What you need to do: Quote exactly the lines from the one with "span in the photo above." to the end of the data, both included; omit the pictures.
%%
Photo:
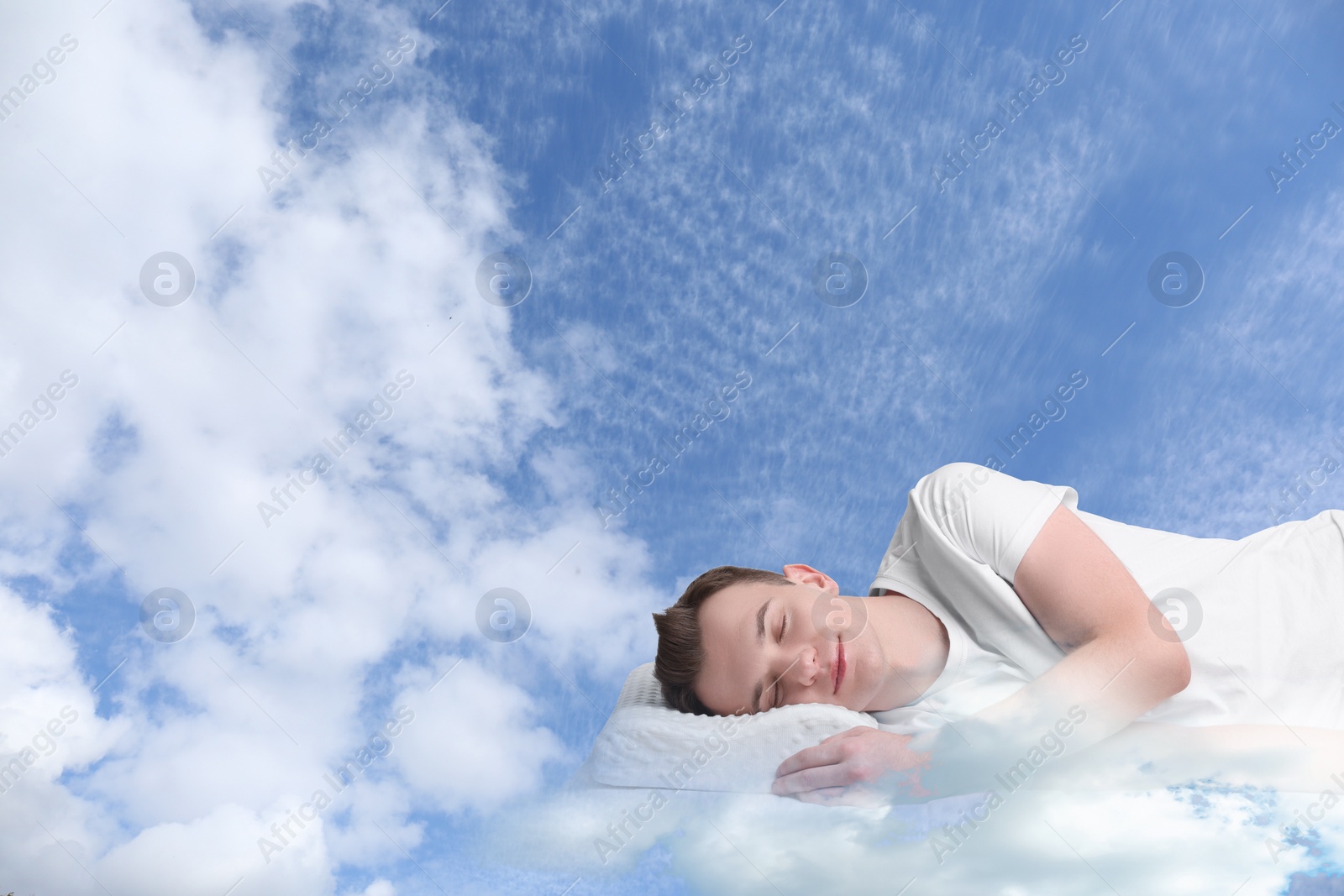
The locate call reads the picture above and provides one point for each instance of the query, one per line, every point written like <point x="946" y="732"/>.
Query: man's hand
<point x="858" y="768"/>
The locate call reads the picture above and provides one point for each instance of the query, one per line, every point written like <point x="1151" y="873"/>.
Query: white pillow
<point x="647" y="743"/>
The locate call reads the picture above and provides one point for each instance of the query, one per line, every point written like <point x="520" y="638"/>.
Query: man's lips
<point x="839" y="665"/>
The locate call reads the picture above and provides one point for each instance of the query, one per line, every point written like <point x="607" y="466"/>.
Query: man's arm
<point x="1117" y="668"/>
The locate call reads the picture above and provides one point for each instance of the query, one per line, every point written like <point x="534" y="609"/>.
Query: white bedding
<point x="647" y="743"/>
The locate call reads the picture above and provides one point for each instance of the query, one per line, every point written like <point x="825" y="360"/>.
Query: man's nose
<point x="806" y="668"/>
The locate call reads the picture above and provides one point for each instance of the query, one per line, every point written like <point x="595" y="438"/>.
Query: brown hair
<point x="680" y="649"/>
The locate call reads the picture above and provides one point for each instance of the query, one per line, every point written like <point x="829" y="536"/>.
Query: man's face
<point x="764" y="651"/>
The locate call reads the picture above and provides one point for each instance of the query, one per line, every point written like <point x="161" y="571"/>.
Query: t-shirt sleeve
<point x="991" y="516"/>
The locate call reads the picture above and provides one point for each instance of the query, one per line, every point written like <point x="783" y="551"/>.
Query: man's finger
<point x="824" y="754"/>
<point x="815" y="778"/>
<point x="848" y="732"/>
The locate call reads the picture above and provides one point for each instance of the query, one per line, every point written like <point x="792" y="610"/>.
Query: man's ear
<point x="803" y="574"/>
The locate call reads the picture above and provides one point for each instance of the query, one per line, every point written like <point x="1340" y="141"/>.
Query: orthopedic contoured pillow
<point x="647" y="743"/>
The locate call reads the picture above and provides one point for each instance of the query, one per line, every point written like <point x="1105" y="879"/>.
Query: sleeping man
<point x="1005" y="627"/>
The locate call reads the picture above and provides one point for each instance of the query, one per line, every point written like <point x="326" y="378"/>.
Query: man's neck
<point x="914" y="644"/>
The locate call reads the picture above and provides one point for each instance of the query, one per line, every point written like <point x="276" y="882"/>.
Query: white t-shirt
<point x="1263" y="621"/>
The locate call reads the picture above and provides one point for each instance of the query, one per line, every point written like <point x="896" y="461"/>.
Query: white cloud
<point x="307" y="302"/>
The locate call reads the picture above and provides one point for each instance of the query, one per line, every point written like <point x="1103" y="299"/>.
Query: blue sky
<point x="985" y="291"/>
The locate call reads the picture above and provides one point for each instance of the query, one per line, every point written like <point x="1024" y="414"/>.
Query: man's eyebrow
<point x="756" y="692"/>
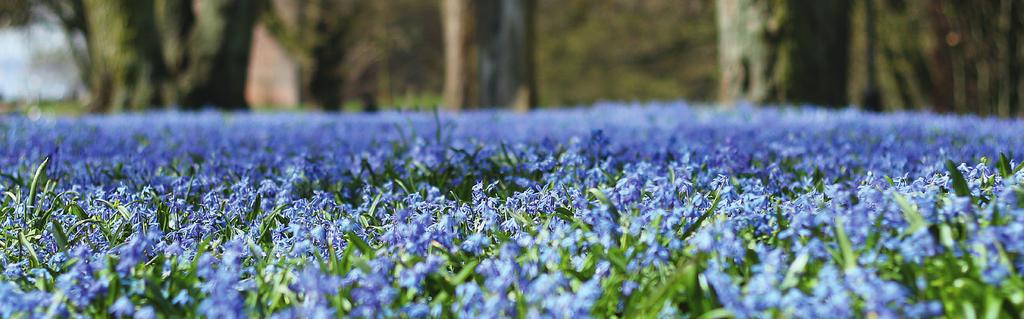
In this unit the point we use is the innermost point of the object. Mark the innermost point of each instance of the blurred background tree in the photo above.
(140, 54)
(944, 55)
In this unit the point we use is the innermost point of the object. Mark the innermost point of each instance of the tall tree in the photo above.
(784, 50)
(457, 19)
(139, 54)
(500, 35)
(318, 34)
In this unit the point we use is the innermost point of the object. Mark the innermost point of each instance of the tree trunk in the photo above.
(126, 69)
(320, 36)
(504, 29)
(457, 20)
(218, 51)
(784, 50)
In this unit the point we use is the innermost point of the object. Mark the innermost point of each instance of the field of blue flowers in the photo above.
(613, 211)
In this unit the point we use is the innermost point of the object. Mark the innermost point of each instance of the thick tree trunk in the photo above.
(218, 49)
(320, 36)
(163, 52)
(457, 19)
(504, 30)
(784, 50)
(126, 69)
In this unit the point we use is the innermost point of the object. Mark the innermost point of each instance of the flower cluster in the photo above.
(660, 210)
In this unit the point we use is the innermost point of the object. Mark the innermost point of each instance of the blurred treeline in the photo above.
(944, 55)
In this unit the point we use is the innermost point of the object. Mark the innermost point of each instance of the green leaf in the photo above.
(59, 235)
(845, 246)
(30, 248)
(696, 224)
(910, 213)
(717, 314)
(360, 244)
(40, 174)
(1004, 165)
(960, 184)
(464, 274)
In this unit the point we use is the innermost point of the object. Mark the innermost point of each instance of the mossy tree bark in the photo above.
(790, 51)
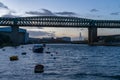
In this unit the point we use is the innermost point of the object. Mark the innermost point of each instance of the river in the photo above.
(65, 62)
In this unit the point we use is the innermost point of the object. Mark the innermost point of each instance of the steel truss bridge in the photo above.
(57, 21)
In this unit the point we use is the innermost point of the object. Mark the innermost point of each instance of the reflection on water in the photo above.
(65, 62)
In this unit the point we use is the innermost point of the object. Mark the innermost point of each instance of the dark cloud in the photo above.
(3, 6)
(47, 12)
(44, 13)
(94, 10)
(66, 13)
(115, 13)
(9, 15)
(40, 33)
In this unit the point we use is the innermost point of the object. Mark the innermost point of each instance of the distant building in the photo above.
(80, 37)
(64, 39)
(23, 35)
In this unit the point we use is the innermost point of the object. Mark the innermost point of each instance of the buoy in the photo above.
(47, 52)
(44, 45)
(39, 68)
(24, 53)
(13, 58)
(3, 49)
(54, 58)
(51, 54)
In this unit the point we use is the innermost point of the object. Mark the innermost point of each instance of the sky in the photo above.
(91, 9)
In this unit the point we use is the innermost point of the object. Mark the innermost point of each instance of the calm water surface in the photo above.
(65, 62)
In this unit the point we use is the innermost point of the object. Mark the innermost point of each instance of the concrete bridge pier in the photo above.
(92, 35)
(15, 35)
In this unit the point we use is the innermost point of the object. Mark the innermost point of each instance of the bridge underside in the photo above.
(57, 21)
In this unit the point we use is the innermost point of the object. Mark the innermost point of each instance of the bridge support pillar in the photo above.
(92, 35)
(15, 35)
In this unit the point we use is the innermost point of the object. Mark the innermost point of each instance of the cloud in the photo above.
(94, 10)
(40, 34)
(3, 6)
(47, 12)
(10, 15)
(66, 13)
(44, 13)
(115, 13)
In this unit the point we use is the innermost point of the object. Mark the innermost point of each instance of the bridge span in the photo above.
(58, 21)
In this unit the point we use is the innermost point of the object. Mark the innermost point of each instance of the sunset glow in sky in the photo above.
(93, 9)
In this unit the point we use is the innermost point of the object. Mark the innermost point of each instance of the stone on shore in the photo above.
(23, 53)
(39, 68)
(13, 58)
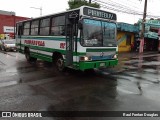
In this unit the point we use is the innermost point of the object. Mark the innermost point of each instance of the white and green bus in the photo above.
(82, 39)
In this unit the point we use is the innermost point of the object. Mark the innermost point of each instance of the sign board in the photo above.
(99, 13)
(8, 29)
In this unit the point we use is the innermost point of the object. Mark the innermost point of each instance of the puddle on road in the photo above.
(9, 83)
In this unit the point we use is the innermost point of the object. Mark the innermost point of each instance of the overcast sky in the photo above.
(23, 8)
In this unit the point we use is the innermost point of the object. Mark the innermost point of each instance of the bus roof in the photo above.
(93, 13)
%%
Full answer:
In this unit the point we use is the innermost point of the object. Mark the innermost point of each instance of the bridge span in the photo above.
(58, 21)
In this unit the point we use is the innermost point of the object. Mark the innermost point of each instance of the sunset glow in sky in the photo above.
(93, 9)
In this unit the point we use is the innermost point of the object. Mark the innermost point of each instance of the stone on shore in the photo above.
(23, 53)
(39, 68)
(13, 58)
In this unit the point we use is the innermost point of the object. Mark the innermost point of each instance of the white and green bus in the photo above.
(82, 39)
In this unit the point we use is the innermost point of the object. Mark the innermost point of each instance of the sign board in the photo above.
(99, 13)
(8, 29)
In this unit the point we use is the innermost point of the object. Mark the innermost point of each instance of the puddle on road in the photo above.
(9, 83)
In this unit the point we use is the innermost point of the object. Mark the innermost point of each instance of the overcast sky in the photo above.
(23, 8)
In this unit the point we use is the innermost point of the object. Mark the innermost point of each instance of the bus roof in the photo above.
(93, 13)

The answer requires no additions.